**EXERCISE INSTRUCTIONS:** All of the data below needs to be set down again, exactly as shown.

**DATA FOR ANALYSIS:**
=====

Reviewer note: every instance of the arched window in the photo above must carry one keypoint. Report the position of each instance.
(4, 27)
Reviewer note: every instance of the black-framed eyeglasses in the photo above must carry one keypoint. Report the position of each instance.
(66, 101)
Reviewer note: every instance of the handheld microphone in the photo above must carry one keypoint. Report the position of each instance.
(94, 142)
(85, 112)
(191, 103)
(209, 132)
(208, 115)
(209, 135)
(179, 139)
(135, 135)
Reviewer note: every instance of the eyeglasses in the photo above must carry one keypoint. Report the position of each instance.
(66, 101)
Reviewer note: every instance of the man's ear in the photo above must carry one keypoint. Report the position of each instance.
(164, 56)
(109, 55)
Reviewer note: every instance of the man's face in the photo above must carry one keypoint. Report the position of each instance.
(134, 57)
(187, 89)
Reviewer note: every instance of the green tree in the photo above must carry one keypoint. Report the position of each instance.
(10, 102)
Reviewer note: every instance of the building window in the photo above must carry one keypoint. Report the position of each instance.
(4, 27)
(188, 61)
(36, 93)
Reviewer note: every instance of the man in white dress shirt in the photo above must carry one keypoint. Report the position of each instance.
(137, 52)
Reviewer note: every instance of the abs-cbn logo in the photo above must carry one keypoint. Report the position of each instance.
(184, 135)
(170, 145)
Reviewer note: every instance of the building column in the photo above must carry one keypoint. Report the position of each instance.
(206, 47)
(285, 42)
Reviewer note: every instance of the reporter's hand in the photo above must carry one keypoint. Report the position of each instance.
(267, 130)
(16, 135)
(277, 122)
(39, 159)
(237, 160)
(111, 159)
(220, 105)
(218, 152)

=====

**EXERCISE RESPONSE:**
Reviewer note: every instance of the arched window in the photo above must carry one keypoint. Report the position of each instance.
(4, 27)
Reviewer note: every instance of the black-framed eyeglasses in the photo above must carry one keypoint. Report the position of each instance.
(66, 101)
Reviewer note: every instance of the handheld microphone in the photo above must carry one keypoint. Report the position of each instance.
(94, 142)
(85, 112)
(191, 103)
(209, 132)
(208, 115)
(209, 135)
(179, 139)
(135, 135)
Reviewer note: every instance of the eyeglasses in the photo above must carry one keypoint. Report the position of each instance.
(66, 101)
Reviewer note: every instance of the man's ear in the photo above must carry one keypoint. Report the position of each instance.
(164, 56)
(109, 55)
Reviewer note: every instance of the man's face in the photo above must carry one keypoint. Report the position of each instance.
(134, 57)
(187, 89)
Reviewer note: every instance of the green tree in the photo above must carry one keypoint. Report the position of each instance.
(10, 102)
Reviewer note: every instance of the building window in the photo above must carry one keypoint. Report the position of each instance.
(4, 27)
(188, 61)
(36, 93)
Reviewer note: every instance of the man in white dress shirt in the photo above must carry one keypoint. Report the position of each instance.
(137, 52)
Reviewer note: every instance of the abs-cbn logo in the photo above must carry one keypoint. Report the position of each instance.
(184, 135)
(170, 145)
Reviewer note: every instance of the building column in the photo above must carry one keypoint. Report the position of each instance.
(206, 47)
(285, 42)
Reviewer note: every instance of the reporter's hand in the photo above must carry one keypoint. Report the position of each instance.
(267, 130)
(16, 135)
(277, 122)
(39, 159)
(237, 160)
(111, 159)
(220, 105)
(218, 152)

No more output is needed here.